▸ **Problem description**
From the listing below, copy only the lines running from the line that contains "Target: rocky mountain peak" to the line that contains "Mark the cliff", both included.
--- Extracted records Enclosed Below ---
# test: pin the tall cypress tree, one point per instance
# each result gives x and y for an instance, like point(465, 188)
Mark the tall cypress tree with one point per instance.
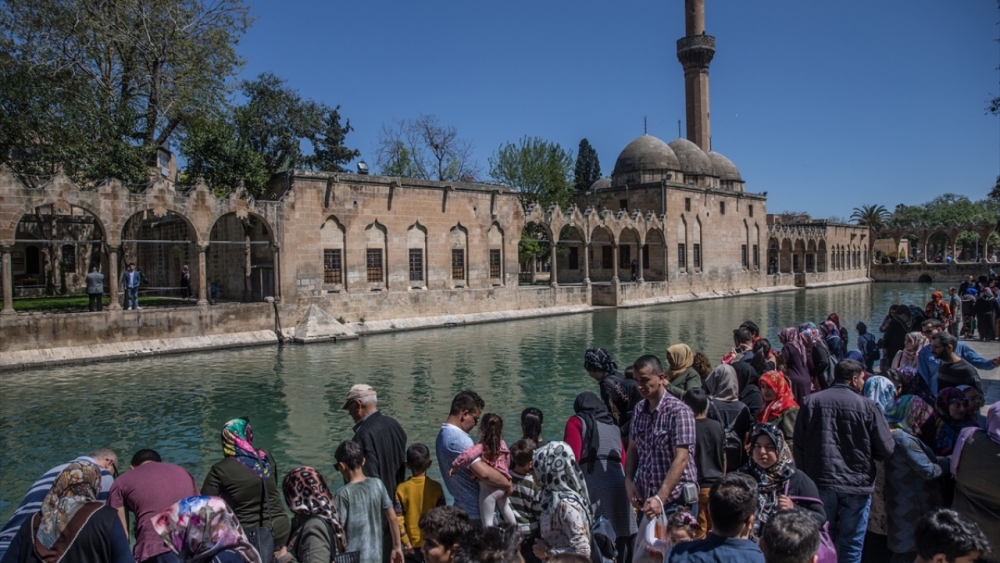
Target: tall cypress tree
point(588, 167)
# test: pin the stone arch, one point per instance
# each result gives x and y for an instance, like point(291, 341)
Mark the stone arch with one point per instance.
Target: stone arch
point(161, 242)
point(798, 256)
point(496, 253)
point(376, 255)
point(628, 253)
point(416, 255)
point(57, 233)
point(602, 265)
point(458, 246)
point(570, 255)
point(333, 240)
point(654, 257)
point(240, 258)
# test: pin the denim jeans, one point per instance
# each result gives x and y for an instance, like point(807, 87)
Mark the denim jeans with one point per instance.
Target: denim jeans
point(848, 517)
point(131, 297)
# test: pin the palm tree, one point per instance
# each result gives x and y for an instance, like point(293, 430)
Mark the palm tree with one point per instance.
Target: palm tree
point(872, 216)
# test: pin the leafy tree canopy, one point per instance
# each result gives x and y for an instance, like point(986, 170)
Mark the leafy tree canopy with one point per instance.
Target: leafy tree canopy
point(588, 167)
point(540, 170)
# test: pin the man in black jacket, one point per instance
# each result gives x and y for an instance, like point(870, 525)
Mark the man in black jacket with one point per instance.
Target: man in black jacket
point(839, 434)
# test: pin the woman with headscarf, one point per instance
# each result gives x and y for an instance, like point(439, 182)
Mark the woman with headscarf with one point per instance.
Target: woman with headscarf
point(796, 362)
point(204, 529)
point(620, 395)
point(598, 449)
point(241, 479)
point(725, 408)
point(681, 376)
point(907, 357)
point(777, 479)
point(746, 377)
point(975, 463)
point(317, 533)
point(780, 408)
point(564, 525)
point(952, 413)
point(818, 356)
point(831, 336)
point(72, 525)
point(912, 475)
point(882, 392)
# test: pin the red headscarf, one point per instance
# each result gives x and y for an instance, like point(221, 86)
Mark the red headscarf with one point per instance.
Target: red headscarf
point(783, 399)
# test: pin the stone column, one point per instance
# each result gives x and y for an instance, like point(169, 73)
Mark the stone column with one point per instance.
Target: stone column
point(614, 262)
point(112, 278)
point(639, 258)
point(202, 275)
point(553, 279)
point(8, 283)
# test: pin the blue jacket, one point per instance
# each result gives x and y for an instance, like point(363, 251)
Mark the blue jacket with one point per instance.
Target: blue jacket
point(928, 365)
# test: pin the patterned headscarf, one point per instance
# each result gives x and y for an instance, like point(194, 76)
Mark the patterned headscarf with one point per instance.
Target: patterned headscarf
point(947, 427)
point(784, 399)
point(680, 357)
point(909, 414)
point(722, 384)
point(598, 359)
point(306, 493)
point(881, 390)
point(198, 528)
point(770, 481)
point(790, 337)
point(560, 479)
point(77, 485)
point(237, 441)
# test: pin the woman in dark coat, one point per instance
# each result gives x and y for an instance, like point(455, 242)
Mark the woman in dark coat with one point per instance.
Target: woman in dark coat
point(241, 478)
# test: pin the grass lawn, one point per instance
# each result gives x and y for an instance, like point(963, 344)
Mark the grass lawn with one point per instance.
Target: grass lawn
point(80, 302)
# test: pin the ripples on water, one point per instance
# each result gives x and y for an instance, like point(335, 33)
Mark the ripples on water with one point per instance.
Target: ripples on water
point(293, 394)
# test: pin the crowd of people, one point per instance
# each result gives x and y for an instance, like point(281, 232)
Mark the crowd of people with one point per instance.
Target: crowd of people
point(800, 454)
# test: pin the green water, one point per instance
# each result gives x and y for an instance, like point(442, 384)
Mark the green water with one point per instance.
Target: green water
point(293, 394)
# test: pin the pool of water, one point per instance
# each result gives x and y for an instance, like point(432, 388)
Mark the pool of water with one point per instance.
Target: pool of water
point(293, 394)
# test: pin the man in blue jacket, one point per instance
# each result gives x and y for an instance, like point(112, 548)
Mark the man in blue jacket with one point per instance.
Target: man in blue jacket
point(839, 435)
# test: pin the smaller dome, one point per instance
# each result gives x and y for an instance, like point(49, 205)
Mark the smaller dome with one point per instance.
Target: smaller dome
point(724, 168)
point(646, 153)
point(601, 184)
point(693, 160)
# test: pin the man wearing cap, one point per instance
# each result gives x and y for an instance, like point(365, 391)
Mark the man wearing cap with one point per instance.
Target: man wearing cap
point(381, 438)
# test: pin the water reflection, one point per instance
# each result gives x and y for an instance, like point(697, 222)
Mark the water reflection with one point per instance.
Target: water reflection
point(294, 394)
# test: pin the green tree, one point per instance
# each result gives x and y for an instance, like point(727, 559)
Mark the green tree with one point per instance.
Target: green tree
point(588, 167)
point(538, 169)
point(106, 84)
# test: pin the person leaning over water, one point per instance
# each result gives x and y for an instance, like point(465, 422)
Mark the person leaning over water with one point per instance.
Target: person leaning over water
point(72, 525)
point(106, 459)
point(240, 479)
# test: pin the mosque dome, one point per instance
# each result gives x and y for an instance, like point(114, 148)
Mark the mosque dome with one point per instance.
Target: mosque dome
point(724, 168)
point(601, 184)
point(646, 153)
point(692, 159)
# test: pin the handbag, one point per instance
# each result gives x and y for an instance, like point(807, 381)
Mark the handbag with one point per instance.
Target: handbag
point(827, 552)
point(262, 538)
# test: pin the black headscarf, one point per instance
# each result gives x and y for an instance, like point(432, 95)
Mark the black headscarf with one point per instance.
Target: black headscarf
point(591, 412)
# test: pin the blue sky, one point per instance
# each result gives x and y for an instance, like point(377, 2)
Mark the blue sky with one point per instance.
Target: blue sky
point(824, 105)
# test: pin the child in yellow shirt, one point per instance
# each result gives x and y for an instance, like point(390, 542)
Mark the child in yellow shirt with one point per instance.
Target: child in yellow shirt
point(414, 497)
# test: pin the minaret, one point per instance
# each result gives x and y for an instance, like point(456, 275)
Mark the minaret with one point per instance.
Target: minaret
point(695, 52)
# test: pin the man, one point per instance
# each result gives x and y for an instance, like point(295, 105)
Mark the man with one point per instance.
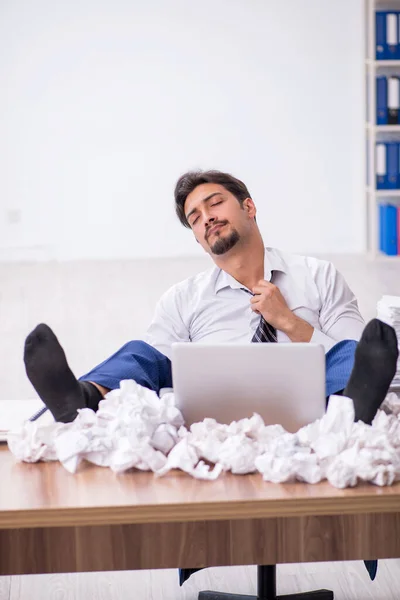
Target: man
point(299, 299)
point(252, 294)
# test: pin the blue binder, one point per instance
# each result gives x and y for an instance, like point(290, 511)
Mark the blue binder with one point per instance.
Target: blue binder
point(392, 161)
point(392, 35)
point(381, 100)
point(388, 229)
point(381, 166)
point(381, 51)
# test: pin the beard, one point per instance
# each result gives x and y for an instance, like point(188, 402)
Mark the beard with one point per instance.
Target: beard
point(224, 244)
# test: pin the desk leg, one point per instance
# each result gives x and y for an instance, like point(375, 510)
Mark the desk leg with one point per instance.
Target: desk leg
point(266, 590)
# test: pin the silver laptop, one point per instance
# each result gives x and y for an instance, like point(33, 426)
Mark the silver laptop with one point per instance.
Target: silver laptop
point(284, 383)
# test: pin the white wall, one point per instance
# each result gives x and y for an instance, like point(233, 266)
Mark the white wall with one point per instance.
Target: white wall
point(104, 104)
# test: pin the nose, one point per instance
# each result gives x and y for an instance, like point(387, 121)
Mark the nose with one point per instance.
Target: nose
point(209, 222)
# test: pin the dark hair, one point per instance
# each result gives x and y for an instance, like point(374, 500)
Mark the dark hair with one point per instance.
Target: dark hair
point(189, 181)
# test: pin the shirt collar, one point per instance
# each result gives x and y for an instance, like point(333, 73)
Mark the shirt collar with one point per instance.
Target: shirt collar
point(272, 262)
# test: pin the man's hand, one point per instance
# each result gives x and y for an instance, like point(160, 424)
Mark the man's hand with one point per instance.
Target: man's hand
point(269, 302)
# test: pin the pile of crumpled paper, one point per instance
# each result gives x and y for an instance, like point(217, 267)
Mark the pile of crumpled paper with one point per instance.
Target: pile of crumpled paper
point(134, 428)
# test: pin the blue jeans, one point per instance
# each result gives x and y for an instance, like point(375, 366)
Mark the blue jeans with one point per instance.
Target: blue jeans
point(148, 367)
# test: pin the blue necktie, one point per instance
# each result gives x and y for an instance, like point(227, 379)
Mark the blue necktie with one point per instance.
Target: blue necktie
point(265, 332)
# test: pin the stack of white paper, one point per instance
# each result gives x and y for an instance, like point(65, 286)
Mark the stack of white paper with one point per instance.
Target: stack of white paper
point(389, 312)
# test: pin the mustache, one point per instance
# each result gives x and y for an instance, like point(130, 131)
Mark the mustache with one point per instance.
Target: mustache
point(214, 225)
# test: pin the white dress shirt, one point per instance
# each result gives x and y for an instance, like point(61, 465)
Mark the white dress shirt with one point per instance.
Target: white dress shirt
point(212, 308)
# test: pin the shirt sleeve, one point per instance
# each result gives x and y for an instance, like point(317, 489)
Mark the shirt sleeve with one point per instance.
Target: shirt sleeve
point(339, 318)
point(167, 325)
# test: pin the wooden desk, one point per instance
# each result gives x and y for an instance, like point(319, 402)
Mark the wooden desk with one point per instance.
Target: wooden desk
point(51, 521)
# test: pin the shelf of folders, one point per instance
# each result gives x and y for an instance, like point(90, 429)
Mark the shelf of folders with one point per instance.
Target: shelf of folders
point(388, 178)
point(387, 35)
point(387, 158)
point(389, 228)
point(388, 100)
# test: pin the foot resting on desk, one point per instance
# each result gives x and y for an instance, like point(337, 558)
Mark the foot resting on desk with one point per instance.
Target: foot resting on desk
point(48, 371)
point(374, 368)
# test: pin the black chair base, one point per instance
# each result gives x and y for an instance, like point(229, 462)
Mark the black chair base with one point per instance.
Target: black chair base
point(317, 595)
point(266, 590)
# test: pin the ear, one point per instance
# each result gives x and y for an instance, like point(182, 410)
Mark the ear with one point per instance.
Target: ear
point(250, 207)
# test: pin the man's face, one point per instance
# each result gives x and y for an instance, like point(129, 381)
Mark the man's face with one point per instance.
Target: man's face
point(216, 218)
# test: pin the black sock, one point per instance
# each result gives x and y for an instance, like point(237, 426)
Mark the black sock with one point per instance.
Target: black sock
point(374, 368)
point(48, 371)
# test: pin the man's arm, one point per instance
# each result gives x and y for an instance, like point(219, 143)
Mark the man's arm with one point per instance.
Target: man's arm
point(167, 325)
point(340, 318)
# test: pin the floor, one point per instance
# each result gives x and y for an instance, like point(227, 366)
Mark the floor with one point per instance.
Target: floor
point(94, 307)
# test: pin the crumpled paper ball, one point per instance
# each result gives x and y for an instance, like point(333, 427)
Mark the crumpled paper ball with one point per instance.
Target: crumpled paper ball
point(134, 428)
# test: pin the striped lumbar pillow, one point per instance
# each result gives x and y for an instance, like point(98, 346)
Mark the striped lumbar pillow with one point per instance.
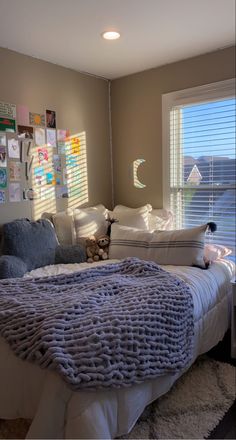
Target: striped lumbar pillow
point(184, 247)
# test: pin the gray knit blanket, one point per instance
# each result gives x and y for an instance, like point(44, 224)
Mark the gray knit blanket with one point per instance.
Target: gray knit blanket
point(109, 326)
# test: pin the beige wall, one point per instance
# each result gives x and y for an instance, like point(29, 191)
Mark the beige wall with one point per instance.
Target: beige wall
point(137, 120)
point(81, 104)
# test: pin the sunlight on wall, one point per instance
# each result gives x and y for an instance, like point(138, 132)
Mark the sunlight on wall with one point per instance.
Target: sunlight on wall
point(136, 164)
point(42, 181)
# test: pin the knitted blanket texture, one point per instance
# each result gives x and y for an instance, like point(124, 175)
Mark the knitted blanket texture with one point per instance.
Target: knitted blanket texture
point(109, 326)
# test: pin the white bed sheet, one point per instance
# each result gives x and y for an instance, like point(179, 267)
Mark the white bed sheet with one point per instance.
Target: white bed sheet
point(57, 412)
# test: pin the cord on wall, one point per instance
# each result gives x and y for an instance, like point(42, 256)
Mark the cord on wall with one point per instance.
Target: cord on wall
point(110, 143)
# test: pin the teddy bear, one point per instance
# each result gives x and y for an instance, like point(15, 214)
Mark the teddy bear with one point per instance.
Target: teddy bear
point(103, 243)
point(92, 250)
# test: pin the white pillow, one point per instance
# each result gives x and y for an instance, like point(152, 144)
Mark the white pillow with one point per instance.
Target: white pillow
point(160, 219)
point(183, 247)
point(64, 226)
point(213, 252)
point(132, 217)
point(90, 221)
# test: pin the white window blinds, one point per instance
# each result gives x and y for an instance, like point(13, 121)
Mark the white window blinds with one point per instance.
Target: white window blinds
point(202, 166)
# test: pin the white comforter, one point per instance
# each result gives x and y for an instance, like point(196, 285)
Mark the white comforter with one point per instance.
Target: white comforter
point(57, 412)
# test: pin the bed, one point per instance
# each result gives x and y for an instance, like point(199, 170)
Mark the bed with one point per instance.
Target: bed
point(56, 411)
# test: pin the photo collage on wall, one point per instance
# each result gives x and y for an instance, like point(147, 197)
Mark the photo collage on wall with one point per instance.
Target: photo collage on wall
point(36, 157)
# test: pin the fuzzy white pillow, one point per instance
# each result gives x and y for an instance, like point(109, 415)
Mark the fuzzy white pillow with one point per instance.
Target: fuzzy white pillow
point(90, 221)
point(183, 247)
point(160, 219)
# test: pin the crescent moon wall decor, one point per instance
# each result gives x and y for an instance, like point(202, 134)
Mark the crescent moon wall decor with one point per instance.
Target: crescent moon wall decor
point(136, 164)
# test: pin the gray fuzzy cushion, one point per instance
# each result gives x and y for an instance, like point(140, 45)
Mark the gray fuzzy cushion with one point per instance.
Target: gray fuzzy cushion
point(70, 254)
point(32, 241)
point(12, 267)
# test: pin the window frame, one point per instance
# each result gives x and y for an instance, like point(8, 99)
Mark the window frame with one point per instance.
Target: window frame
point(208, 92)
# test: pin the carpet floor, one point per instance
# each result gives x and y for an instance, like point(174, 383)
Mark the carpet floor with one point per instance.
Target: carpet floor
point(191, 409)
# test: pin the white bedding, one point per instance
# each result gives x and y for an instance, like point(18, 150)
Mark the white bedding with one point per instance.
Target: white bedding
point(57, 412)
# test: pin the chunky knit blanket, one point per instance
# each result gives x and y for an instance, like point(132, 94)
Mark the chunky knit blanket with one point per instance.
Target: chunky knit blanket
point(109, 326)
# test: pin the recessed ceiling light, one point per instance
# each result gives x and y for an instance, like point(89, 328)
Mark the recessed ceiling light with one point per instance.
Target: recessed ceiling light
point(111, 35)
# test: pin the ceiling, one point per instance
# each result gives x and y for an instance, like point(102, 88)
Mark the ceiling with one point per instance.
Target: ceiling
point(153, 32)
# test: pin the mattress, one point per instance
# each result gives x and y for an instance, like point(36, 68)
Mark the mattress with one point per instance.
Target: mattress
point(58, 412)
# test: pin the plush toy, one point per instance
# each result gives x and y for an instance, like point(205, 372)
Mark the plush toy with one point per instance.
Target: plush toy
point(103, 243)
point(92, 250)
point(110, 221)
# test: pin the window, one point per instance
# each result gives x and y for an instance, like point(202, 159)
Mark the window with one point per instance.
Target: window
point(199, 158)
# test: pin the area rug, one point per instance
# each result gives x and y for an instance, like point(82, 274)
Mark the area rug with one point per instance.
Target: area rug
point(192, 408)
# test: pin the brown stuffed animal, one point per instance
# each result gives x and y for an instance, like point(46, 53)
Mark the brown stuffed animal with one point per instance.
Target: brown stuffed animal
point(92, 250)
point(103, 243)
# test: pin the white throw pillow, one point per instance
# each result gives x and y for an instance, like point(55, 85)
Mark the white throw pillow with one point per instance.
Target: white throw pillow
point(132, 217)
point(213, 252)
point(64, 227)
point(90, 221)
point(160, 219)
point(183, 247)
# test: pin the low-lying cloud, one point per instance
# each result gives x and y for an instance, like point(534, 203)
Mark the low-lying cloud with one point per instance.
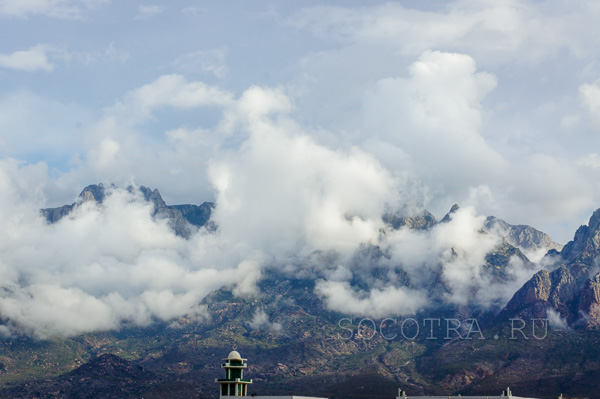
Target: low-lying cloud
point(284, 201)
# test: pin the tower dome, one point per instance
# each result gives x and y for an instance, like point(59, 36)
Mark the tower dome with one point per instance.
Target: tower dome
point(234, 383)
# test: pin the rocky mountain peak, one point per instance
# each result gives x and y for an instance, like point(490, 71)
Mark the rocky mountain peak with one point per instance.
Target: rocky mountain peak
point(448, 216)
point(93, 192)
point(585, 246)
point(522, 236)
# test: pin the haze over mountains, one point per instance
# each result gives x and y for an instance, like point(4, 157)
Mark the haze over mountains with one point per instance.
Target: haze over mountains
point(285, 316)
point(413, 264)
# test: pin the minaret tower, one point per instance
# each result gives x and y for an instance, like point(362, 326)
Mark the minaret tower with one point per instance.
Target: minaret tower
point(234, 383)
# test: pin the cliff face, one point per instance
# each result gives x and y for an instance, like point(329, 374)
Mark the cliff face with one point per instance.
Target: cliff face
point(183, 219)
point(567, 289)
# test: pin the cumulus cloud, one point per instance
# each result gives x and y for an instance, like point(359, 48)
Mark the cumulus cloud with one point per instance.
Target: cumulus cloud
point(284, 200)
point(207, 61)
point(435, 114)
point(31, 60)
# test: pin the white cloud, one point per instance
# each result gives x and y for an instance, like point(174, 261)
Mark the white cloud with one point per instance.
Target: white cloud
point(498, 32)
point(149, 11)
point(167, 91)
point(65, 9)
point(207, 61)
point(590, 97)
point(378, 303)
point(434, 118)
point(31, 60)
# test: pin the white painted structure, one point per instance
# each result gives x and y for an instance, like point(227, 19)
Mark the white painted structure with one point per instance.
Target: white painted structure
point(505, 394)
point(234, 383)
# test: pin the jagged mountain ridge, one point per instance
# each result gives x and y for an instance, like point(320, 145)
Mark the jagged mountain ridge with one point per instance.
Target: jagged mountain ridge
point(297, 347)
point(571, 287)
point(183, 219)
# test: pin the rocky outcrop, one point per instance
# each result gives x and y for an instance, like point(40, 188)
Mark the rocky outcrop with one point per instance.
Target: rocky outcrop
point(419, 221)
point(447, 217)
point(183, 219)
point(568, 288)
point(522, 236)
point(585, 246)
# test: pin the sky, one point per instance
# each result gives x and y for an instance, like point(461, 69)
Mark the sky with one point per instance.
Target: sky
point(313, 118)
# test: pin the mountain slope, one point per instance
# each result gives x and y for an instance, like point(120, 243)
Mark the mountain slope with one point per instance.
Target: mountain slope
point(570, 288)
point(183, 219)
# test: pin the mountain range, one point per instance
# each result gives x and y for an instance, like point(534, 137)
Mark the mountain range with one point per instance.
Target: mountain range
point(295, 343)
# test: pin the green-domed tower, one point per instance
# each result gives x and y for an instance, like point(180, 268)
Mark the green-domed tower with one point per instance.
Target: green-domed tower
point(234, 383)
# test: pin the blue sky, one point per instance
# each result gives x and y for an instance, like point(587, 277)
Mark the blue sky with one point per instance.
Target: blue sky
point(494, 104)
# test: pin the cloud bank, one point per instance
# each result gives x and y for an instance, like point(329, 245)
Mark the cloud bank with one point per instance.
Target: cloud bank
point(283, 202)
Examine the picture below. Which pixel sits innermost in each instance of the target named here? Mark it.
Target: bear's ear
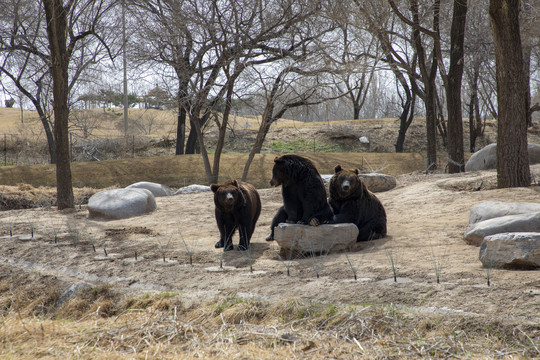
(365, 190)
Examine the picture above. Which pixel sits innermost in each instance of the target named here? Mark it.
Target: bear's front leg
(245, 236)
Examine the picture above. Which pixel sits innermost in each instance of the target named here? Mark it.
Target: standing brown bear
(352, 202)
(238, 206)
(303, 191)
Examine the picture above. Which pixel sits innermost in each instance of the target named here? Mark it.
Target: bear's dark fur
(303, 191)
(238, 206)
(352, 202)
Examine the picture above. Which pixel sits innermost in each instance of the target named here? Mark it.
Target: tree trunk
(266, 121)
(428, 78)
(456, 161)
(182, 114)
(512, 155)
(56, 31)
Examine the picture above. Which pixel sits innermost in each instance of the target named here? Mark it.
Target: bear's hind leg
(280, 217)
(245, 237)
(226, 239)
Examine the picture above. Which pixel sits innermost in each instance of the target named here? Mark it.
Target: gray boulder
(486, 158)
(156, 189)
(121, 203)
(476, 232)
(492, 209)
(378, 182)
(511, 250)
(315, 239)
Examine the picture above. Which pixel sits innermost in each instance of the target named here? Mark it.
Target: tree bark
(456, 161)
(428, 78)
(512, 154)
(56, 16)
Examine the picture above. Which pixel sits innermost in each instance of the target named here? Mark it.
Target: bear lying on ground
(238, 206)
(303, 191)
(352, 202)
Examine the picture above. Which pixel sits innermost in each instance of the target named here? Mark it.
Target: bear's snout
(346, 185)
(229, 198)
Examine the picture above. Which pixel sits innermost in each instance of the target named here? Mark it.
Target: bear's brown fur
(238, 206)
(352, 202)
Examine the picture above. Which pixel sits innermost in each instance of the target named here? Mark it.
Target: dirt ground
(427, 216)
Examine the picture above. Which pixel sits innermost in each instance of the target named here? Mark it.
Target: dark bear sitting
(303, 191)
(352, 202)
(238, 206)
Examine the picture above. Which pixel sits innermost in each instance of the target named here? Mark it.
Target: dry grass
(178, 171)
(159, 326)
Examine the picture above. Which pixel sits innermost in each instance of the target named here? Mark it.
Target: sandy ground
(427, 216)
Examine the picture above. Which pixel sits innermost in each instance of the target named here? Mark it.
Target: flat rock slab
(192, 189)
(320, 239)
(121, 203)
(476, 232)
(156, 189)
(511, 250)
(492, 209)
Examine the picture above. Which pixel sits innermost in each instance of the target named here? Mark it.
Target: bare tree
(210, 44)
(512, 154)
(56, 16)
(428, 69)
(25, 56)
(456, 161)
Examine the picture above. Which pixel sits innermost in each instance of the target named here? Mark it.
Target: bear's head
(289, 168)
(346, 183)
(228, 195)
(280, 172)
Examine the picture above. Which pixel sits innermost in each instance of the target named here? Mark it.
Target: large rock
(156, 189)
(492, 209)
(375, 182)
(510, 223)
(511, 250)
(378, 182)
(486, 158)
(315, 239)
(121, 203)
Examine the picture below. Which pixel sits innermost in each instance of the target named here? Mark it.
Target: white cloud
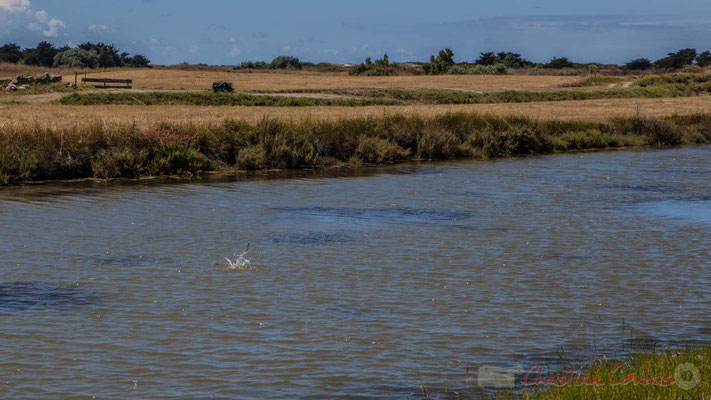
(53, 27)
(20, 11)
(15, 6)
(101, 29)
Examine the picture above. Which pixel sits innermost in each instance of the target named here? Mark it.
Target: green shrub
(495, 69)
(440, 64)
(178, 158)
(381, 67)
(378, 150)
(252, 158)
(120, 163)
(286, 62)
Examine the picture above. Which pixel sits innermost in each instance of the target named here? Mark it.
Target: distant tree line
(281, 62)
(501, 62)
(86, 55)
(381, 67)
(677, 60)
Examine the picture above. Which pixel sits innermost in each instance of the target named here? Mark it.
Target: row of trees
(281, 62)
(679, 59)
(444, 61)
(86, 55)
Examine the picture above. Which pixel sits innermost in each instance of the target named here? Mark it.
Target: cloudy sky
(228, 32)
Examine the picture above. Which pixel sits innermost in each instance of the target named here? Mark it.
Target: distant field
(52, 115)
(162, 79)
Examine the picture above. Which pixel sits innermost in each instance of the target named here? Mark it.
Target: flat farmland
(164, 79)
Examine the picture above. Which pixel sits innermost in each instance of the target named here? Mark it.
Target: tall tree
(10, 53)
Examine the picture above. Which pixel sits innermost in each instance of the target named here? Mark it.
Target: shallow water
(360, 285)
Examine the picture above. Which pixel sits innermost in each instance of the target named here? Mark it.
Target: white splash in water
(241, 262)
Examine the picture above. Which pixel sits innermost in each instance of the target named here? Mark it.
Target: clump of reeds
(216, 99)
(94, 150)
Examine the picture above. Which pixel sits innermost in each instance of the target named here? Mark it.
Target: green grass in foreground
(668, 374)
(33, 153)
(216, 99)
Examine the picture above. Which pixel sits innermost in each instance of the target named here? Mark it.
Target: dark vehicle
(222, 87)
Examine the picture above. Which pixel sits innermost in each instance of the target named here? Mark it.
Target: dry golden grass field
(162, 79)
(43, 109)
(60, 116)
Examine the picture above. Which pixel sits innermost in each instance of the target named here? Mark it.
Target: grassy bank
--- End of Enclosed Extracted records ---
▸ **Exercise output**
Target: rocky mountain peak
point(448, 216)
point(93, 192)
point(585, 246)
point(522, 236)
# test: pin the haze over mountains, one point per instance
# each result gives x and y for an instance, like point(4, 157)
Mark the haze over mountains with one point per instance.
Target: haze over mountains
point(285, 316)
point(413, 264)
# test: pin the minaret tower, one point per instance
# each result gives x and y for an instance, like point(362, 326)
Mark the minaret tower with one point per instance.
Target: minaret tower
point(234, 383)
# test: pin the cliff face, one point per instance
# each result gives x and y for an instance, like point(329, 374)
Mark the cliff face with one point per instance.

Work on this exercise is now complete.